▸ **Text block**
It is this self-awareness that truly keeps us safe.  Rescue should be a last resort.  Safety begins with self.  This is the biggest and most important lesson of the Rescue Diver course and consequently easily the one most students struggle with.  Learning how to tow a tired diver or deal with a panicked one is really the easy part; learning to master yourself in the water is far more daunting.  That is why so many rescue students get hung up on the gear removal while towing an unresponsive diver.  It forces you to become comfortable with your skills, to focus on a complicated task, and still keep yourself safe.  That is a lot to ask from any one diver so it comes as no surprise that the metamorphosis in a student who makes it through the course is palpable.  The shift in confidence is incredible but arguably the most impressive change is the renewed respect for the enormity of the sport.  They realize that rescue divers don’t make us safer because they can save the distressed.  They make us safer because they themselves are safer divers.  We should all be lucky.  We don’t just owe it to our buddy.  We owe it to ourselves.

Thursday, October 11, 2012

Changing Lives


A few weeks ago, I was manning Patriot Scuba’s booth at the biannual Occoquan Craft Show.  It’s a big deal for the merchants in this area as it attracts tens of thousands of people from various walks of life though this otherwise quiet town.  It’s the kind of event where most people weave their way through the throngs of tented booths more often than not finding themselves in conversation with one merchant or another until the whole event takes on a social feel.  Our booth gets a lot of this social interaction as even non-divers find themselves wandering in out of curiosity.  That particular day, I greeted a passerby with our usual “Ready to start diving?” but received an unusual reply.

▸ **Supplied material**
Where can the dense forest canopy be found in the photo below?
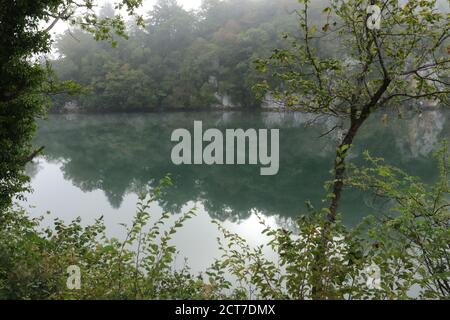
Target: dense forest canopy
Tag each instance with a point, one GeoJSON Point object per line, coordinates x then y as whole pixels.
{"type": "Point", "coordinates": [181, 59]}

▸ **About this exercise**
Rewrite the diving post starting with "A few weeks" and going on through "an unusual reply.", changing "passerby" to "visitor".

▸ **Response**
A few weeks ago, I was manning Patriot Scuba’s booth at the biannual Occoquan Craft Show.  It’s a big deal for the merchants in this area as it attracts tens of thousands of people from various walks of life though this otherwise quiet town.  It’s the kind of event where most people weave their way through the throngs of tented booths more often than not finding themselves in conversation with one merchant or another until the whole event takes on a social feel.  Our booth gets a lot of this social interaction as even non-divers find themselves wandering in out of curiosity.  That particular day, I greeted a visitor with our usual “Ready to start diving?” but received an unusual reply.